FRAGMENTO PROPORCIONADO:
Tu caso, sin embargo, es más nuestro que otros martirios impuestos más o menos directamente a escritores y artistas en nuestro siglo. En nombre de la ideología o de la razón de estado, otros escritores han sido perseguidos, encarcelados, asesinados, orillados al suicidio.

Todos ellos, escandalosa paradoja, fueron víctimas de las filosofías del progreso, de las perversiones de la ilustración y el romanticismo. Tú eres -lo previste, lo encarnaste- la primera víctima del vacío dejado por las filosofías del progreso y ocupado por los ritos resurrectos de las tribus y los ídolos.

La verdad de Nietzsche se ha cumplido: la felicidad y la historia rara vez coinciden. Tú no has dicho, para todos nosotros, otra cosa en tus alegres y melancólicos libros. Pero el fanatismo interesado que te ha negado el derecho a vivir y escribir en libertad ya no lo hace en nombre del progreso, sino del atavismo religioso, el fundamentalismo y la intolerancia que han pasado a llenar vigorosa, aunque confusamente, los espacios liberados por las ideologías en retirada de la guerra fría.

(Entradas del conjunto de datos)

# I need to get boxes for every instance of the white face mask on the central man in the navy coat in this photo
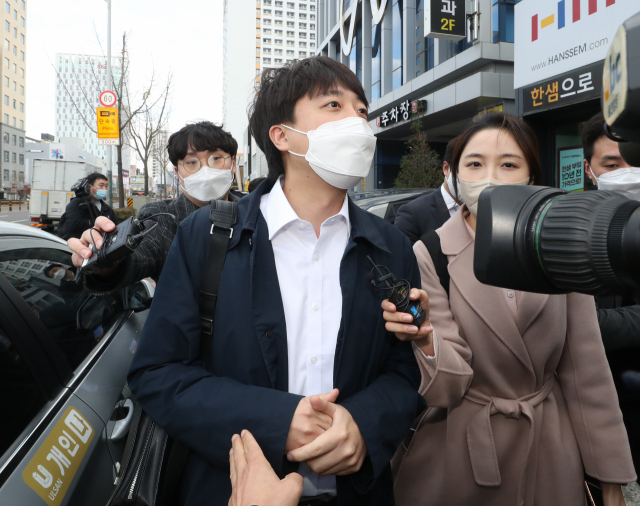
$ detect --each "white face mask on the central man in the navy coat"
[281,117,376,190]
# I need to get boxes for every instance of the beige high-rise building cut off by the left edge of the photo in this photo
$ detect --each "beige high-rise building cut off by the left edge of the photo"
[0,0,27,198]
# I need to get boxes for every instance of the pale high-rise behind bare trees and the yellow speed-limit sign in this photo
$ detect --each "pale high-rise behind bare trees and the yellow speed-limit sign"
[55,53,129,162]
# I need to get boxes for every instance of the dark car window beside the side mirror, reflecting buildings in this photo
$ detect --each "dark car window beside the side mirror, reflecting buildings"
[0,248,114,370]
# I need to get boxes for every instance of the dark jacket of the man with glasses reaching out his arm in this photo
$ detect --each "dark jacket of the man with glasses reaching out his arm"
[84,190,242,294]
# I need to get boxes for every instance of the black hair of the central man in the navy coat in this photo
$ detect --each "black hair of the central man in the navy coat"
[249,56,369,180]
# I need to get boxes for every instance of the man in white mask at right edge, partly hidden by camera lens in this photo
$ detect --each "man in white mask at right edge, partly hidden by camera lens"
[582,113,640,468]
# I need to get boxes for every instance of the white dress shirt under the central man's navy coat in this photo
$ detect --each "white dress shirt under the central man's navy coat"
[260,178,351,496]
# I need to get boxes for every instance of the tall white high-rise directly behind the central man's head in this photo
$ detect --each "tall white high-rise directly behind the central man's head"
[223,0,316,184]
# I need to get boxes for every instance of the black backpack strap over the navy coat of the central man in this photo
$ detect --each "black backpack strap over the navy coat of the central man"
[199,200,238,361]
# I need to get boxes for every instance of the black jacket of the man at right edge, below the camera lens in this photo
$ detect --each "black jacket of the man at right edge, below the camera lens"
[596,295,640,469]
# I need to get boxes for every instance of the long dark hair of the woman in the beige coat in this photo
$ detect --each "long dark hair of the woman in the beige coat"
[451,112,542,194]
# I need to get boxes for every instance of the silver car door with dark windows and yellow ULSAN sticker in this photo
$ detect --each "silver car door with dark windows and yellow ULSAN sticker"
[0,236,151,506]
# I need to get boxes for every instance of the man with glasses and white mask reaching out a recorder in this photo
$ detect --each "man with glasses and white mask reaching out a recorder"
[67,121,241,294]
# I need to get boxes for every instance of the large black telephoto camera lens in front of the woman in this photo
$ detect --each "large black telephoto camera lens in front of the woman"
[474,185,640,295]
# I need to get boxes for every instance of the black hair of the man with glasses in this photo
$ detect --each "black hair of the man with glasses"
[167,121,238,167]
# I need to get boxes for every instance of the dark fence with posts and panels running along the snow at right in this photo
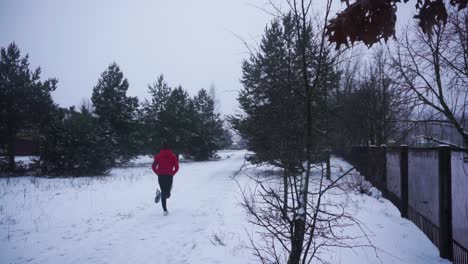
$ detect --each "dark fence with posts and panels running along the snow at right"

ACTIVIDAD 1:
Copia del texto sobre los escritores perseguidos el pasaje que va desde "Todos ellos, escandalosa" hasta "la guerra fría.".
ACTIVIDAD 2:
Prosigue el texto sobre los escritores perseguidos a partir de su última oración.

RESPUESTA ESCRITA 1:
Todos ellos, escandalosa paradoja, fueron víctimas de las filosofías del progreso, de las perversiones de la ilustración y el romanticismo. Tú eres -lo previste, lo encarnaste- la primera víctima del vacío dejado por las filosofías del progreso y ocupado por los ritos resurrectos de las tribus y los ídolos.

La verdad de Nietzsche se ha cumplido: la felicidad y la historia rara vez coinciden. Tú no has dicho, para todos nosotros, otra cosa en tus alegres y melancólicos libros. Pero el fanatismo interesado que te ha negado el derecho a vivir y escribir en libertad ya no lo hace en nombre del progreso, sino del atavismo religioso, el fundamentalismo y la intolerancia que han pasado a llenar vigorosa, aunque confusamente, los espacios liberados por las ideologías en retirada de la guerra fría.

RESPUESTA ESCRITA 2:
Esto es lo que te amenaza: el regreso de los sacerdotes, aprovechando perversamente la necesidad de un imaginario colectivo, de un sustento ético y una misión trascendente en un mundo que no puede contentarse con la pobreza de la riqueza: la filosofía, como acaba de decirlo en México Michelángelo Bover, del supermarco y el supermarket.

Te has convertido en la última víctima del siglo XX, pero también en la primera del siglo XXI. Heredas el dolor de Osip Mandelstam, de Walter Benjamín y de Richard Wright, pero anuncias el de todas las víctimas, inevitables víctimas si tú no dejas de serlo de los ayatolas del tiempo por venir.

¿Qué hacer sino acompañarte, buscarte, pensarte, querido Salman?

Algo más: leerte.

En la lectura de tu obra está la clave de tu posible defensa, de tu salación y de la nuestra. Pues hay una amenaza aún más insidiosa que la terrible sentencia de muerte que se suspende sobre tu vida. Es la sentencia del tedio y del olvido.

Kafka relata un mito de Prometeo en el que los dioses, las águilas y hasta el propio Prometeo, se olvidan de Prometeo. “Los dioses se aburrieron; las águilas se aburrieron, la herida se cerró, fatigada”.

Tus verdugos apuestan a los mismo. Que el mundo te olvide. Que el mundo se canse de ti: “Y que tú canses al mundo cayendo en el vicio de muchos seres perseguidos. La autocompasión, el lamento…”

Tu obra y tu vida se rebelan contra un final en el que, como el mundo en T.S. Elliot todo termina, “not with a bang, but a whisper”. El bang, el estallido de tu obra, es incansable, amotinado, permanente, porque anuncia la gran realidad, el gran drama, pero, acaso también, el gran júbilo del tiempo futuro: el encuentro con el extranjero, con el hombre o la mujer de otro credo, otra raza, otra cultura, que no son como tú y yo, pero que nos completan y nos revelan quiénes somos tú y yo.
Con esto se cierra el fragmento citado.